- [EXCERPTED RECORDS]:
□ □ □ □ □

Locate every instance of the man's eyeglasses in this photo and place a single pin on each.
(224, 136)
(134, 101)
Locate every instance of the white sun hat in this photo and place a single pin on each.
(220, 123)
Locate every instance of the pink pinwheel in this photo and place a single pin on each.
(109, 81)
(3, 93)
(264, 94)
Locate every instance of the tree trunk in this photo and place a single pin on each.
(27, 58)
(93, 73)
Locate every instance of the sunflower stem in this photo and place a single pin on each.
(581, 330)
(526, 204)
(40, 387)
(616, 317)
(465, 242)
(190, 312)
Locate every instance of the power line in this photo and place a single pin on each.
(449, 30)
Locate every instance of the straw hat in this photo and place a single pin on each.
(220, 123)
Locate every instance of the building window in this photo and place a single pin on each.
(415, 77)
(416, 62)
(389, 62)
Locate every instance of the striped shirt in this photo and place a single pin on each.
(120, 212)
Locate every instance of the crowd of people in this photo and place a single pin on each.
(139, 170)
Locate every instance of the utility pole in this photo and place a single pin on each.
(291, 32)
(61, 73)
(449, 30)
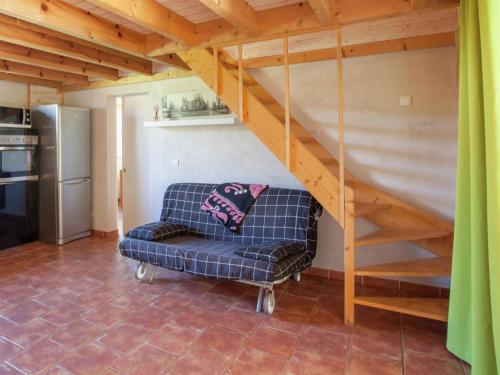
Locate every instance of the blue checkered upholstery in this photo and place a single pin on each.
(270, 251)
(208, 248)
(157, 231)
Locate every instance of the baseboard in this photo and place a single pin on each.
(404, 287)
(106, 235)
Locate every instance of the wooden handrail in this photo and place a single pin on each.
(287, 104)
(240, 83)
(340, 85)
(216, 71)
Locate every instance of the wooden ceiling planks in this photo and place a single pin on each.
(110, 33)
(405, 26)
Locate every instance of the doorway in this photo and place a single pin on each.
(119, 161)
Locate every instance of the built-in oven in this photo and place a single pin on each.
(15, 117)
(18, 186)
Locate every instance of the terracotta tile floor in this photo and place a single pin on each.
(77, 309)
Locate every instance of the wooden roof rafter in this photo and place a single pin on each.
(30, 80)
(65, 18)
(25, 34)
(289, 21)
(153, 16)
(30, 56)
(355, 50)
(323, 10)
(238, 13)
(37, 72)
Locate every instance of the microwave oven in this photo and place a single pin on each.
(15, 117)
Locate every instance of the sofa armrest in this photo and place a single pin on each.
(270, 251)
(157, 231)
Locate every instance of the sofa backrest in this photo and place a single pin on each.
(280, 214)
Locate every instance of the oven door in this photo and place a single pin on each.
(17, 162)
(18, 211)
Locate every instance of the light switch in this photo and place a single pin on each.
(405, 100)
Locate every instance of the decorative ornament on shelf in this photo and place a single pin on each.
(157, 112)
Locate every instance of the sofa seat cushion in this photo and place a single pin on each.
(157, 231)
(211, 258)
(270, 250)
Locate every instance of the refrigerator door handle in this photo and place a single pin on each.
(76, 181)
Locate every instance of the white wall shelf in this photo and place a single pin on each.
(194, 121)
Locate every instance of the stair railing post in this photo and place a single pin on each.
(216, 71)
(349, 257)
(287, 104)
(340, 86)
(241, 109)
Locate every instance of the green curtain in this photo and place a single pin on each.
(474, 317)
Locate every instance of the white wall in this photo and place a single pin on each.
(407, 151)
(15, 94)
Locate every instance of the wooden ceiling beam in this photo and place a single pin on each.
(425, 4)
(153, 16)
(172, 60)
(43, 59)
(36, 72)
(355, 50)
(323, 10)
(291, 20)
(135, 79)
(29, 80)
(33, 36)
(237, 12)
(68, 19)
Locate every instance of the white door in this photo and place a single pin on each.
(135, 161)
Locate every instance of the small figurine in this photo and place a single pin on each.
(157, 112)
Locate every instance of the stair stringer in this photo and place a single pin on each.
(315, 176)
(311, 163)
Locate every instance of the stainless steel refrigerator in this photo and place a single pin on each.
(64, 164)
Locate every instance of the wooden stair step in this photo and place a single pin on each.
(364, 209)
(428, 267)
(430, 308)
(399, 235)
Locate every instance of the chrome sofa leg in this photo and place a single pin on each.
(152, 274)
(259, 299)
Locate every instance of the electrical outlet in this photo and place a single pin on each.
(405, 100)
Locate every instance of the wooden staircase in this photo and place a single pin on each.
(318, 171)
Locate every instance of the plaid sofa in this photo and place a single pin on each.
(207, 249)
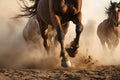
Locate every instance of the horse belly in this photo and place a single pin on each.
(43, 11)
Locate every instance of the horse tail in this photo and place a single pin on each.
(28, 11)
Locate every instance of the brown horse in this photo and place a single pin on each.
(31, 33)
(107, 30)
(58, 13)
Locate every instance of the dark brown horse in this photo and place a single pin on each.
(58, 13)
(107, 30)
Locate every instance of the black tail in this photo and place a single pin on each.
(29, 11)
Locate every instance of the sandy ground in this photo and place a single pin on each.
(98, 73)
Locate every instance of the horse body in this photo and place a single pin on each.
(108, 30)
(58, 13)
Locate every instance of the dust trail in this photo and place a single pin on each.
(15, 53)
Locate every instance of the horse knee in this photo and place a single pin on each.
(79, 28)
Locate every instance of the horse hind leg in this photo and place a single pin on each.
(74, 45)
(44, 34)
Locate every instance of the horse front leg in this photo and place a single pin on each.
(73, 48)
(65, 62)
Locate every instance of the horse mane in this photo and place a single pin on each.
(29, 11)
(111, 8)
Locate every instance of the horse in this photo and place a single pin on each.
(31, 33)
(58, 14)
(107, 30)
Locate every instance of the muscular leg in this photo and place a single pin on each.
(72, 50)
(44, 34)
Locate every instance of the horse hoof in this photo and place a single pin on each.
(65, 63)
(71, 52)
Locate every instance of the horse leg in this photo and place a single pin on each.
(64, 29)
(44, 34)
(72, 49)
(103, 44)
(57, 24)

□ □ □ □ □

- [WHAT YOU NEED TO DO]:
Copy the entries from the line containing "Locate every instance of the horse hind" through the last line of the entries, swapping "muscular" for "powerful". Leave everything else unchanged.

- [SOLUTION FOR THIS TASK]:
Locate every instance of the horse hind leg in this photo and place a single pin on each.
(74, 45)
(44, 34)
Locate every instance of the horse front leg in this photo and place a single pin on each.
(73, 48)
(65, 62)
Locate every instance of the horse mane in this photo and place a single pin on each.
(29, 11)
(111, 8)
Locate every instance of the horse in this photo and place a single pin on each.
(31, 33)
(58, 14)
(107, 30)
Locate every instance of the powerful leg in this photo and place a single pin on each.
(72, 50)
(44, 34)
Locate every instance of the horse hoof in this photo and place a single pin on each.
(65, 63)
(71, 52)
Locate every instance of the horse leg in this photo and place a single pin on each.
(64, 29)
(44, 34)
(72, 49)
(103, 44)
(57, 24)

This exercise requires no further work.